* [DATA]
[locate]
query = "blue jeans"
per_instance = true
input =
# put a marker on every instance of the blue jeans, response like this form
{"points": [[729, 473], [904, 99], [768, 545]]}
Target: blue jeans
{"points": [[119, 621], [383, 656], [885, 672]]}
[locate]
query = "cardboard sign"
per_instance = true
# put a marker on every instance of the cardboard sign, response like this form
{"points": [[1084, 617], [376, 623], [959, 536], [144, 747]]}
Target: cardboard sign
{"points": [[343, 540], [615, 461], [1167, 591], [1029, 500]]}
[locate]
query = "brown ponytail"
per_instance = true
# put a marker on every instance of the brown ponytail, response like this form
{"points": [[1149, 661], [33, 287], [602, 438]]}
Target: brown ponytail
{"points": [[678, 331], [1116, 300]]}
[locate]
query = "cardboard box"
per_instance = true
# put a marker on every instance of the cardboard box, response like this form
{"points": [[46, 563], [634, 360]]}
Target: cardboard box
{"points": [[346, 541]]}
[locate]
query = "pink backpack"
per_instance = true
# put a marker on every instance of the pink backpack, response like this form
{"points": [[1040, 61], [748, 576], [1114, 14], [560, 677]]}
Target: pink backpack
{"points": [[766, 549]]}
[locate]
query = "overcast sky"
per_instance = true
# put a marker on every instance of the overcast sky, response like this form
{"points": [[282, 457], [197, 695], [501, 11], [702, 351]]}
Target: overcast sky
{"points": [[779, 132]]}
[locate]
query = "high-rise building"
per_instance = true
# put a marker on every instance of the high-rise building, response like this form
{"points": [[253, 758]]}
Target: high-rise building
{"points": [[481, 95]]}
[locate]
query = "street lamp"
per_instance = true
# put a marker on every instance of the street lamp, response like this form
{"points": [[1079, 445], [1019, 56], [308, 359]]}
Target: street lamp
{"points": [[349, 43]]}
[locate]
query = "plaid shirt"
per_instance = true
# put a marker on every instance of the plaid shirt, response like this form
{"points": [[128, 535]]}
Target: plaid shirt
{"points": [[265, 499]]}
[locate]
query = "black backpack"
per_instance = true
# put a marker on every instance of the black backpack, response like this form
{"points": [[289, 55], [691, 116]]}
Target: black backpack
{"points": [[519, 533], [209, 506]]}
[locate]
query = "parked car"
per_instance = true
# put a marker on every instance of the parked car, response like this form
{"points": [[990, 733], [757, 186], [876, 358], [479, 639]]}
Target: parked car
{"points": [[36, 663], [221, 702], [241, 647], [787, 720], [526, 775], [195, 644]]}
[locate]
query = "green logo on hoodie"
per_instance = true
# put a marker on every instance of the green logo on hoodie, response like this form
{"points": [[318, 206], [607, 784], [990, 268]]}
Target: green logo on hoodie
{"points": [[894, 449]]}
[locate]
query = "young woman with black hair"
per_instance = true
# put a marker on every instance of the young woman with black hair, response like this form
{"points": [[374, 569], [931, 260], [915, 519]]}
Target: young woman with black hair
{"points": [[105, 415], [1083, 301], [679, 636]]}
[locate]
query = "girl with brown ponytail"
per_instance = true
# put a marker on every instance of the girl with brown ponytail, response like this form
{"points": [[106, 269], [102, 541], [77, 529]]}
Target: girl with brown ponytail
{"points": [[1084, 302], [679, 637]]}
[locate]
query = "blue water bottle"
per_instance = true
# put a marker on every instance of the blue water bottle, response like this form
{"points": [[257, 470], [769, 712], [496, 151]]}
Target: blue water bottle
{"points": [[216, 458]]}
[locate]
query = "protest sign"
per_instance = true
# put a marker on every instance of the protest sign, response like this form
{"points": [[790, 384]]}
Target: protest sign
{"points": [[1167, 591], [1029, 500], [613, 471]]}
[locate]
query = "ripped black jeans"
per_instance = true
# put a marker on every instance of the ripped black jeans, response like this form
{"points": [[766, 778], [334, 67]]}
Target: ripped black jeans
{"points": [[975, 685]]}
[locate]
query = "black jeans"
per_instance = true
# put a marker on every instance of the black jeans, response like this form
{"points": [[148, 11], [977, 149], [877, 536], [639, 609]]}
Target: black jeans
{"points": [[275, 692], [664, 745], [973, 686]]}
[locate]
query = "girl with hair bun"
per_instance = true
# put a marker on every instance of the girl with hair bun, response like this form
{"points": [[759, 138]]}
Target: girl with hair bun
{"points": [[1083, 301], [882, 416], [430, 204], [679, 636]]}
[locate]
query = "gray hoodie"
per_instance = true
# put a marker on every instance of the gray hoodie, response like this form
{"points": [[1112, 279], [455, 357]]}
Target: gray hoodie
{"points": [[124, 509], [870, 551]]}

* [TASK GOAL]
Return each line of the data exactly as written above.

* [REPLY TO THE TASK]
[locate]
query = "blue jeans"
per_instance = true
input =
# put a marker on every instance of the blue jeans, response like this form
{"points": [[729, 473], [904, 99], [768, 545]]}
Target: blue jeans
{"points": [[119, 621], [383, 656], [885, 672]]}
[locate]
query = "cardboard sign"
per_instance = true
# put a marker on every instance of the cardboard sign, response like this form
{"points": [[1084, 617], [376, 623], [959, 536], [144, 747]]}
Target: cardboard sign
{"points": [[343, 540], [615, 461], [1167, 591], [1029, 500]]}
[locate]
query = "brown ponytail"
per_instance = true
# put a marker on every instance of the brown ponytail, response like this form
{"points": [[1149, 661], [33, 287], [602, 438]]}
Target: brown ponytail
{"points": [[678, 331], [1116, 300]]}
[locate]
query = "cardboard box"
per_instance = true
# put a marker on every instance of the cardboard box, response like this form
{"points": [[46, 563], [634, 360]]}
Target: cardboard box
{"points": [[346, 541]]}
[locate]
query = "pink backpack"
per_instance = true
# put a marker on every instance of the pink backpack, response like this form
{"points": [[1040, 61], [748, 576], [1114, 14], [560, 677]]}
Target: pink backpack
{"points": [[766, 549]]}
[locate]
query = "overcast sky"
per_instance = true
# put a marker on every instance of the overcast sky, response like this form
{"points": [[282, 457], [197, 695], [501, 11], [702, 351]]}
Target: overcast sky
{"points": [[779, 132]]}
[locate]
query = "high-rise building"
per_instance = true
# put a marker on every instance of the high-rise building, response like this form
{"points": [[253, 758]]}
Target: high-rise building
{"points": [[481, 95]]}
[locate]
query = "street lamp"
per_instance = true
# put a marker on every instance of the street lamp, response like this form
{"points": [[1079, 445], [1019, 56], [308, 359]]}
Target: street lamp
{"points": [[349, 43]]}
[locate]
query = "plaid shirt"
per_instance = true
# put a marker on every instance of the plaid shirt, response like this form
{"points": [[128, 535]]}
Target: plaid shirt
{"points": [[265, 499]]}
[locate]
query = "black backpack"
per_instance = true
# put a marker on every instance of the black backpack, response like this form
{"points": [[289, 55], [691, 116]]}
Target: black backpack
{"points": [[519, 533], [209, 506]]}
[locate]
query = "parked car"
per_instance = true
# put a marker on every instance of the parked car, response like this form
{"points": [[990, 733], [757, 186], [876, 358], [479, 639]]}
Target: parked car
{"points": [[36, 663], [221, 702], [241, 647], [787, 720], [526, 775], [195, 644]]}
[locate]
query = "green logo on hoodie"
per_instance = true
# put a marker on every instance of the green logo on hoodie, response like this form
{"points": [[318, 206], [607, 784], [990, 268]]}
Target: green logo on hoodie
{"points": [[894, 449]]}
[locate]
query = "young woman with black hair"
per_instance = true
# put a marker on every instance of the young woman with black hair, response like this form
{"points": [[374, 569], [931, 260], [915, 519]]}
Target: young woman with black hair
{"points": [[105, 415], [1083, 301], [679, 636]]}
[locate]
query = "girl with brown ponytail"
per_instance = true
# put a marker on every instance of the girl with brown ponytail, response like this form
{"points": [[106, 269], [102, 541], [77, 529]]}
Target: girl with brown ponytail
{"points": [[1084, 302], [679, 637]]}
[locate]
query = "blue water bottle"
per_instance = true
# put a marker on every instance of the blue water bottle, response like this form
{"points": [[257, 470], [769, 712], [496, 151]]}
Target: blue water bottle
{"points": [[216, 458]]}
[locate]
query = "protest sign"
per_instance = true
# put a marker on every instance of the protest sign, response like this form
{"points": [[790, 384]]}
Target: protest sign
{"points": [[1167, 591], [1029, 500], [613, 471]]}
[locate]
query = "ripped black jeans"
per_instance = true
# put a marker on every instance of the ripped black jeans, response like this form
{"points": [[766, 778], [334, 67]]}
Target: ripped black jeans
{"points": [[975, 685]]}
[locate]
query = "black jeans"
per_instance = true
# put a marker on every instance of the black jeans, response like this form
{"points": [[148, 11], [977, 149], [877, 536], [639, 609]]}
Target: black jeans
{"points": [[275, 692], [664, 745], [973, 686]]}
[locate]
query = "girl with hair bun"
per_instance = true
# put a marker on every instance of the girl with hair bun, response like this form
{"points": [[759, 138]]}
Target: girl with hair bun
{"points": [[1083, 301], [882, 416], [430, 204], [679, 636]]}
[locate]
query = "gray hoodie"
per_instance = true
# put a marker on every instance of the gray hoodie, response like this form
{"points": [[1112, 279], [455, 357]]}
Target: gray hoodie
{"points": [[124, 509], [870, 551]]}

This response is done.